▸ EXERCISE INSTRUCTIONS:
1 > In the Aerial Telly Awards 2009 post, which show is named worst show?
2 > Please quote the Aerial Telly Awards 2009 post from "Best show: Battlestar" to "it not rock.".

▸ TEXT PROVIDED:
--------------------------------------------------
Aerial Telly Awards 2009
I like to walk in the summer breeze, down Dalling Road by a dead old tree
There isn’t a single human being breathing whose word carries more weight than Aerial Telly. Those TV motherfuckers hang on his every word like a chump chained to a nuke in a made-for-TV movie listens to a bomb disposal expert. Think they give a damn about an Emmy? They’d push their kids in front of a Tube train to get even the most cursory of acknowledgements from the television panopticon. So in the industry, the Aerial Telly awards are the most eagerly anticipated and feared event in the calendar and now the time has arrived. You might want to take something. This could get ugly.
Best show: Battlestar Galactica
30 Rock still rocks, Mad Men‘s still crazy and Dexter‘s still killing it but 2009 saw a gutsy and moving end to Battlestar Galactica, the arthouse reimagining of a 70s curio that shocked and awed its way through four brilliant seasons of melodrama, genocide, theology and war stories culminating in a breathless finale that stayed true to the show’s quirky, dark, captivating vision. Caprica gets the Galactica saga up and running again in January. The pilot was illing. No way on earth will it not rock.
Worst show: Katy Brand’s Big Ass Show.
--------------------------------------------------
▸ DATA:
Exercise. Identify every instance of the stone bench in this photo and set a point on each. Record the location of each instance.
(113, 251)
--------------------------------------------------
▸ THE RESPONSES:
1 > Katy Brand’s Big Ass Show

2 >
Best show: Battlestar Galactica
30 Rock still rocks, Mad Men‘s still crazy and Dexter‘s still killing it but 2009 saw a gutsy and moving end to Battlestar Galactica, the arthouse reimagining of a 70s curio that shocked and awed its way through four brilliant seasons of melodrama, genocide, theology and war stories culminating in a breathless finale that stayed true to the show’s quirky, dark, captivating vision. Caprica gets the Galactica saga up and running again in January. The pilot was illing. No way on earth will it not rock.